[Natural-language object grounding data]

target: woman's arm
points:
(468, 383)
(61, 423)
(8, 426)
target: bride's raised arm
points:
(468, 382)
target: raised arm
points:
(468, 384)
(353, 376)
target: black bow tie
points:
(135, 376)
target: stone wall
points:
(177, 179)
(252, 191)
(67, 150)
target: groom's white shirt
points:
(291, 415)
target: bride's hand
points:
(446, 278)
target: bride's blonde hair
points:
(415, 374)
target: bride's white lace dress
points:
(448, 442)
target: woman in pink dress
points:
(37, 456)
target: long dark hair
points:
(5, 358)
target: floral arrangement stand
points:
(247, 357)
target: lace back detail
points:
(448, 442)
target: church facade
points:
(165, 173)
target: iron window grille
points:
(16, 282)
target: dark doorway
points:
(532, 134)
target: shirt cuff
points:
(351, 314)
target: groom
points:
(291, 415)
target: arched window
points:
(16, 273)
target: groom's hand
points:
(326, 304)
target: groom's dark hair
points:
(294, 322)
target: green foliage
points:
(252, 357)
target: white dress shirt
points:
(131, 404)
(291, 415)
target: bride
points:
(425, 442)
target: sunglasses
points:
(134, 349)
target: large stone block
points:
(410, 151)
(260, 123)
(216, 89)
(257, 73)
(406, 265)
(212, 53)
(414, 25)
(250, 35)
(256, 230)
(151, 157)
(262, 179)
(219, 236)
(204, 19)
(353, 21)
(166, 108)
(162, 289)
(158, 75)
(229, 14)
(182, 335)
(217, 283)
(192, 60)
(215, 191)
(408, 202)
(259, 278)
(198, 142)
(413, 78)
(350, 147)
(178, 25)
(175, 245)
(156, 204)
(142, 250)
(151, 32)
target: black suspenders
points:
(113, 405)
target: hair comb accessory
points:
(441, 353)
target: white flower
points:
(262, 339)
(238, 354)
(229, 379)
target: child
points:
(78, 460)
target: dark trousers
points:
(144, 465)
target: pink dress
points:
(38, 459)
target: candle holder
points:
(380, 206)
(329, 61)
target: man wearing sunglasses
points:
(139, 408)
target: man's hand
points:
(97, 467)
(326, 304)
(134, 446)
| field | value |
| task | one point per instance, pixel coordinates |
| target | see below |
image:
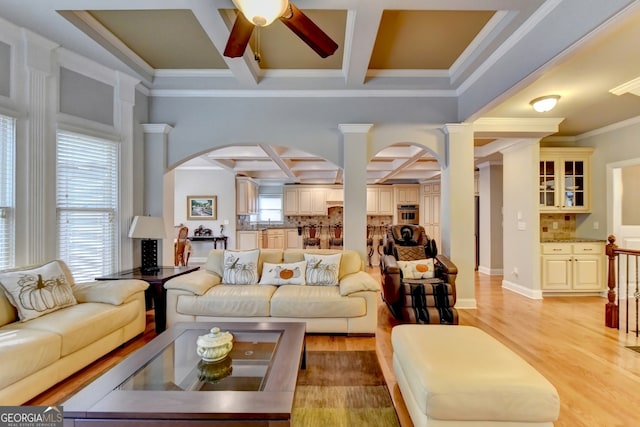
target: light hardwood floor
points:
(597, 377)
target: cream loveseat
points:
(68, 325)
(348, 307)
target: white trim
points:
(521, 290)
(217, 93)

> Exercise goal
In the records above, the lines containing the string "window" should be counted; give only the total.

> Reply to the task
2